Render every line of the records below as a Markdown table with two columns, Row for a running number and Line for the line itself, skipping any blank lines. Leave the pictures out of the answer.

start EXTRACTED RECORDS

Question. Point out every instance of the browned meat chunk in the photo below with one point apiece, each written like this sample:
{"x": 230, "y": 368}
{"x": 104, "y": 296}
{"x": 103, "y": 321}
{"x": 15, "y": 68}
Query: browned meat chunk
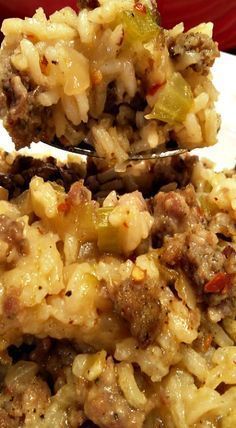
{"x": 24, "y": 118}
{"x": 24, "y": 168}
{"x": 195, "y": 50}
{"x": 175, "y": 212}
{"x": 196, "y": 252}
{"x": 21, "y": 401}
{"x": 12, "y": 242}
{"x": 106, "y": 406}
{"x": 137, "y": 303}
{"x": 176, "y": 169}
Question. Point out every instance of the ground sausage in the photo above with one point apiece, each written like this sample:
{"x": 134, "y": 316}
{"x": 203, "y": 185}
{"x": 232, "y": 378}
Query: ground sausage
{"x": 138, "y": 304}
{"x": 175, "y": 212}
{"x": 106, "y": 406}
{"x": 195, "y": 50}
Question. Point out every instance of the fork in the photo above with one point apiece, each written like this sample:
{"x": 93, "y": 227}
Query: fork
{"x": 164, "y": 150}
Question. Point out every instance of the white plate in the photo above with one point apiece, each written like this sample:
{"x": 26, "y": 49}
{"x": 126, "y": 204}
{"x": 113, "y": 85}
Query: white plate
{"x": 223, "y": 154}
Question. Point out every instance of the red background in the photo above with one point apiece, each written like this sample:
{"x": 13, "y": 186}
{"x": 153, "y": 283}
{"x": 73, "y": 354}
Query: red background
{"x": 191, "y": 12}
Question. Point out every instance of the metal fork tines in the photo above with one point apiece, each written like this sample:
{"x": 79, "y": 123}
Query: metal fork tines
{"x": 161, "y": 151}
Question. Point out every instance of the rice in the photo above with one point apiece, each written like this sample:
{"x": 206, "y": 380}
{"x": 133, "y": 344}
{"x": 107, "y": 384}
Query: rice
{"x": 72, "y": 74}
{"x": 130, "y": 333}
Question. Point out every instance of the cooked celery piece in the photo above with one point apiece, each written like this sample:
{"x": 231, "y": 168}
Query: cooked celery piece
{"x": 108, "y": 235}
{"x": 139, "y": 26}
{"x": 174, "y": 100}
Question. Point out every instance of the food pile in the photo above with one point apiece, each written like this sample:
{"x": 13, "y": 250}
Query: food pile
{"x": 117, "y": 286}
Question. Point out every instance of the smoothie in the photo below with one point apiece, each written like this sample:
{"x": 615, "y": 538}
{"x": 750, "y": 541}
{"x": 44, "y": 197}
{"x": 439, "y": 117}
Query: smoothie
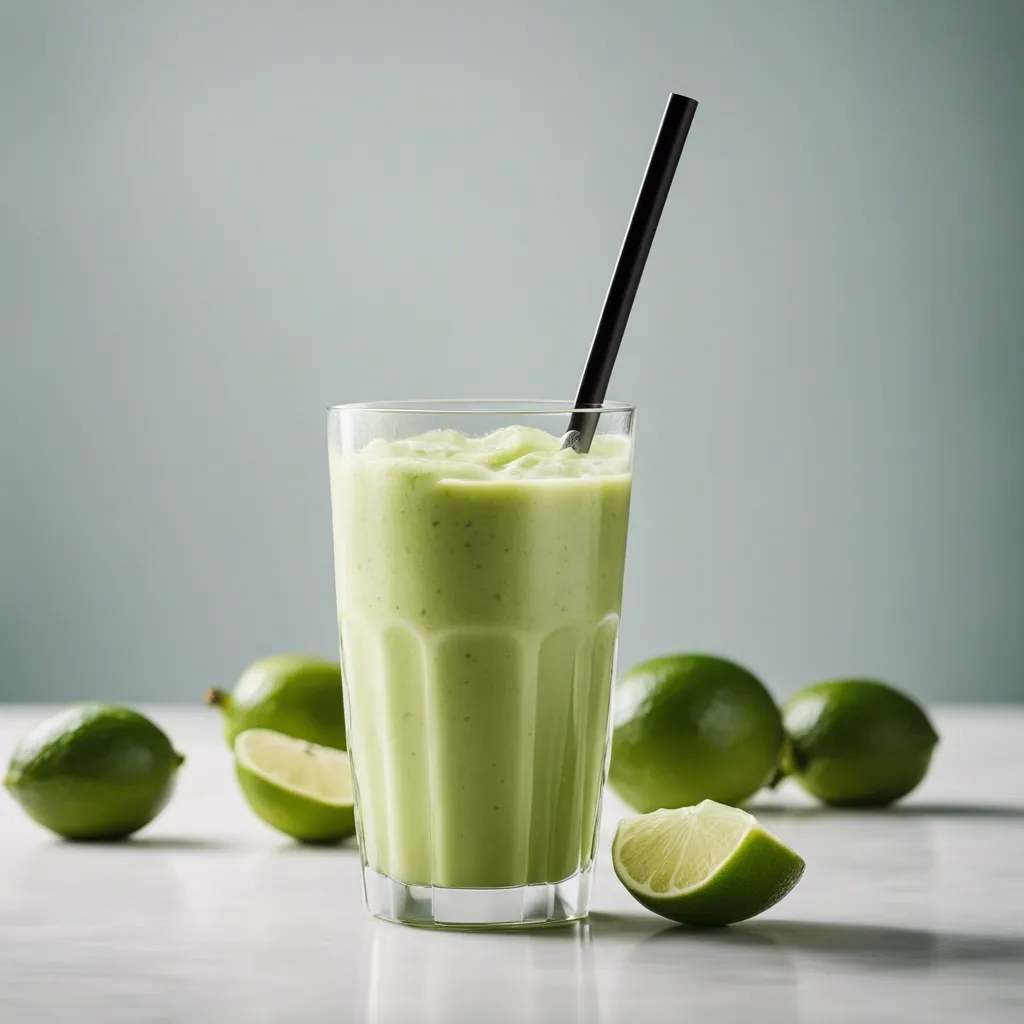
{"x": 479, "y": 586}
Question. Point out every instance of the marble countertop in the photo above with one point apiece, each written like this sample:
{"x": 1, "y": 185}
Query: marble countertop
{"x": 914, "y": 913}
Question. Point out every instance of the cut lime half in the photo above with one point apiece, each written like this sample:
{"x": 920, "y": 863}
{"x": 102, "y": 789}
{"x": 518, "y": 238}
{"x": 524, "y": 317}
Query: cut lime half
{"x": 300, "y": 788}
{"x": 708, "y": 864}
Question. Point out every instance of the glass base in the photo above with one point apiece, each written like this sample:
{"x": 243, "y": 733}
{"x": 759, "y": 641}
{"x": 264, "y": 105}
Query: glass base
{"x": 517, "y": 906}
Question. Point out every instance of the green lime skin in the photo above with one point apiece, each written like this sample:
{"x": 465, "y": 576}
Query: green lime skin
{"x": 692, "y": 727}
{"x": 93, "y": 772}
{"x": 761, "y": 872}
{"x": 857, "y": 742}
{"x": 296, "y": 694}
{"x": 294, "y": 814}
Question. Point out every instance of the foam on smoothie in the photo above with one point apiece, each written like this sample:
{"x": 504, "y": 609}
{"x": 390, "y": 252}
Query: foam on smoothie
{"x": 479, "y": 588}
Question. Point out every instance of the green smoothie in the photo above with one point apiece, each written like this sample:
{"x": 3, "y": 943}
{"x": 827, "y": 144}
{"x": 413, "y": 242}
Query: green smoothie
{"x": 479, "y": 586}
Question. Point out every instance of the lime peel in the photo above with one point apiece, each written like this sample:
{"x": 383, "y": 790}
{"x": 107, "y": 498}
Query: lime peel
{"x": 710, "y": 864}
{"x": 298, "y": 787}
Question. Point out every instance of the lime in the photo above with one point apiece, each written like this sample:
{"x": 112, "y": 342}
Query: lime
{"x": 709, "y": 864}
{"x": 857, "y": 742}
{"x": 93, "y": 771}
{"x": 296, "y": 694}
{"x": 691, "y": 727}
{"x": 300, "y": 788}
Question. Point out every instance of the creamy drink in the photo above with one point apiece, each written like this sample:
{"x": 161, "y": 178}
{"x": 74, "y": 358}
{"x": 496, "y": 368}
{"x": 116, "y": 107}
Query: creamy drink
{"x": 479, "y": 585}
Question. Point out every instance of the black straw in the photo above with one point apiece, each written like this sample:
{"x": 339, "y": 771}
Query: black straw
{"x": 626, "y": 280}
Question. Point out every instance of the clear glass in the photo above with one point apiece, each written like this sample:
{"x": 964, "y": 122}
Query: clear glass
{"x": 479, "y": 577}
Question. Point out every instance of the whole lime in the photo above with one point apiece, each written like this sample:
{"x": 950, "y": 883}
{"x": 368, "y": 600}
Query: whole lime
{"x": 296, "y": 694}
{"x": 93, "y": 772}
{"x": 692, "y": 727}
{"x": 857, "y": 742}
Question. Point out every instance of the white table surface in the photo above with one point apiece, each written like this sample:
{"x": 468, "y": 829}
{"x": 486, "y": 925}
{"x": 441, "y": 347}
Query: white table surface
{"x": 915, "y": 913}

end EXTRACTED RECORDS

* TASK OUTPUT *
| Row | Line |
|---|---|
| 1 | Question. Point out every instance of the browned meat chunk in the photo below with one point apiece, each written like this sample: |
| 2 | {"x": 230, "y": 368} |
| 3 | {"x": 104, "y": 296} |
| 4 | {"x": 103, "y": 321} |
| 5 | {"x": 15, "y": 68} |
| 6 | Query: browned meat chunk |
| 7 | {"x": 24, "y": 118} |
| 8 | {"x": 24, "y": 168} |
| 9 | {"x": 195, "y": 50} |
| 10 | {"x": 175, "y": 212} |
| 11 | {"x": 196, "y": 252} |
| 12 | {"x": 21, "y": 401} |
| 13 | {"x": 12, "y": 242} |
| 14 | {"x": 106, "y": 406} |
| 15 | {"x": 137, "y": 303} |
| 16 | {"x": 176, "y": 169} |
| 17 | Question. Point out every instance of the ground sausage in the photo above with one point apiece, each written like this sample: |
| 18 | {"x": 134, "y": 316} |
| 19 | {"x": 203, "y": 185} |
| 20 | {"x": 232, "y": 378} |
| 21 | Query: ground sausage |
| 22 | {"x": 138, "y": 304} |
| 23 | {"x": 175, "y": 212} |
| 24 | {"x": 106, "y": 406} |
| 25 | {"x": 195, "y": 50} |
| 26 | Question. Point out every instance of the fork in the photo above with one point apiece, each written like this sample: |
| 27 | {"x": 93, "y": 227} |
| 28 | Query: fork |
| 29 | {"x": 164, "y": 150} |
| 30 | Question. Point out every instance of the white plate in the photo above with one point apiece, each written like this sample: |
| 31 | {"x": 26, "y": 49} |
| 32 | {"x": 126, "y": 204} |
| 33 | {"x": 113, "y": 85} |
| 34 | Query: white plate |
| 35 | {"x": 223, "y": 154} |
| 36 | Question. Point out every instance of the red background in the photo above with one point apiece, each written like this sample: |
| 37 | {"x": 13, "y": 186} |
| 38 | {"x": 153, "y": 283} |
| 39 | {"x": 73, "y": 354} |
| 40 | Query: red background |
| 41 | {"x": 191, "y": 12} |
| 42 | Question. Point out every instance of the metal fork tines in the photo above with one point apiece, each written like this sample: |
| 43 | {"x": 79, "y": 123} |
| 44 | Query: metal fork tines |
| 45 | {"x": 161, "y": 151} |
| 46 | Question. Point out every instance of the rice in the photo above with one point apiece, each written like this sample: |
| 47 | {"x": 206, "y": 380} |
| 48 | {"x": 133, "y": 344} |
| 49 | {"x": 107, "y": 384} |
| 50 | Query: rice |
| 51 | {"x": 72, "y": 74} |
| 52 | {"x": 130, "y": 333} |
| 53 | Question. Point out every instance of the cooked celery piece in the photo above with one point apiece, each written like this sample: |
| 54 | {"x": 231, "y": 168} |
| 55 | Query: cooked celery piece |
| 56 | {"x": 108, "y": 235} |
| 57 | {"x": 139, "y": 26} |
| 58 | {"x": 174, "y": 100} |
| 59 | Question. Point out every instance of the food pile in the photo above with one point apiece, each written like this sample: |
| 60 | {"x": 13, "y": 250} |
| 61 | Query: food pile |
| 62 | {"x": 117, "y": 286} |
| 63 | Question. Point out every instance of the smoothie in the photo below with one point apiece, each written like this sample: |
| 64 | {"x": 615, "y": 538} |
| 65 | {"x": 750, "y": 541} |
| 66 | {"x": 44, "y": 197} |
| 67 | {"x": 439, "y": 117} |
| 68 | Query: smoothie |
| 69 | {"x": 479, "y": 586} |
| 70 | Question. Point out every instance of the marble countertop in the photo above with one point apiece, each written like this sample: |
| 71 | {"x": 1, "y": 185} |
| 72 | Query: marble countertop |
| 73 | {"x": 914, "y": 913} |
| 74 | Question. Point out every instance of the cut lime half in the photo above with one point apiece, each written like this sample: |
| 75 | {"x": 920, "y": 863} |
| 76 | {"x": 102, "y": 789} |
| 77 | {"x": 518, "y": 238} |
| 78 | {"x": 524, "y": 317} |
| 79 | Query: cut lime half |
| 80 | {"x": 300, "y": 788} |
| 81 | {"x": 708, "y": 864} |
| 82 | Question. Point out every instance of the glass base in the photo above with one point apiece, each written like this sample: |
| 83 | {"x": 243, "y": 733} |
| 84 | {"x": 759, "y": 641} |
| 85 | {"x": 264, "y": 105} |
| 86 | Query: glass base |
| 87 | {"x": 517, "y": 906} |
| 88 | Question. Point out every instance of the green lime skin in the photo above with one point apiece, each written like this sample: |
| 89 | {"x": 465, "y": 576} |
| 90 | Query: green lime skin |
| 91 | {"x": 692, "y": 727} |
| 92 | {"x": 93, "y": 772} |
| 93 | {"x": 761, "y": 872} |
| 94 | {"x": 857, "y": 742} |
| 95 | {"x": 296, "y": 694} |
| 96 | {"x": 294, "y": 814} |
| 97 | Question. Point out every instance of the foam on smoothie in the photo above with one point apiece, each written like this sample: |
| 98 | {"x": 504, "y": 609} |
| 99 | {"x": 390, "y": 252} |
| 100 | Query: foam on smoothie |
| 101 | {"x": 479, "y": 588} |
| 102 | Question. Point out every instance of the green smoothie in the photo above with one point apiece, each written like this sample: |
| 103 | {"x": 3, "y": 943} |
| 104 | {"x": 827, "y": 144} |
| 105 | {"x": 413, "y": 242} |
| 106 | Query: green smoothie |
| 107 | {"x": 479, "y": 586} |
| 108 | Question. Point out every instance of the lime peel in the photo above with one point apiece, each written like this sample: |
| 109 | {"x": 383, "y": 790} |
| 110 | {"x": 107, "y": 498} |
| 111 | Query: lime peel |
| 112 | {"x": 710, "y": 864} |
| 113 | {"x": 298, "y": 787} |
| 114 | Question. Point out every instance of the lime in the photo above with one point apiece, each written like this sample: |
| 115 | {"x": 112, "y": 342} |
| 116 | Query: lime |
| 117 | {"x": 709, "y": 864} |
| 118 | {"x": 857, "y": 742} |
| 119 | {"x": 93, "y": 771} |
| 120 | {"x": 296, "y": 694} |
| 121 | {"x": 691, "y": 727} |
| 122 | {"x": 300, "y": 788} |
| 123 | Question. Point out every instance of the creamy drink in the photo above with one point apiece, each written like this sample: |
| 124 | {"x": 161, "y": 178} |
| 125 | {"x": 74, "y": 358} |
| 126 | {"x": 496, "y": 368} |
| 127 | {"x": 116, "y": 107} |
| 128 | Query: creamy drink |
| 129 | {"x": 479, "y": 585} |
| 130 | Question. Point out every instance of the black straw in the photo above with one point apiece, each written like this sample: |
| 131 | {"x": 339, "y": 771} |
| 132 | Query: black straw |
| 133 | {"x": 626, "y": 280} |
| 134 | Question. Point out every instance of the clear glass in the photo above with one point apiece, each written like this sample: |
| 135 | {"x": 964, "y": 122} |
| 136 | Query: clear glass |
| 137 | {"x": 479, "y": 577} |
| 138 | Question. Point out every instance of the whole lime in the photo above with one point apiece, each written like this sample: |
| 139 | {"x": 950, "y": 883} |
| 140 | {"x": 368, "y": 600} |
| 141 | Query: whole lime |
| 142 | {"x": 296, "y": 694} |
| 143 | {"x": 93, "y": 772} |
| 144 | {"x": 692, "y": 727} |
| 145 | {"x": 857, "y": 742} |
| 146 | Question. Point out every instance of the white table surface in the photo above with one point apiece, each written like this sample: |
| 147 | {"x": 468, "y": 829} |
| 148 | {"x": 486, "y": 925} |
| 149 | {"x": 441, "y": 347} |
| 150 | Query: white table surface |
| 151 | {"x": 915, "y": 913} |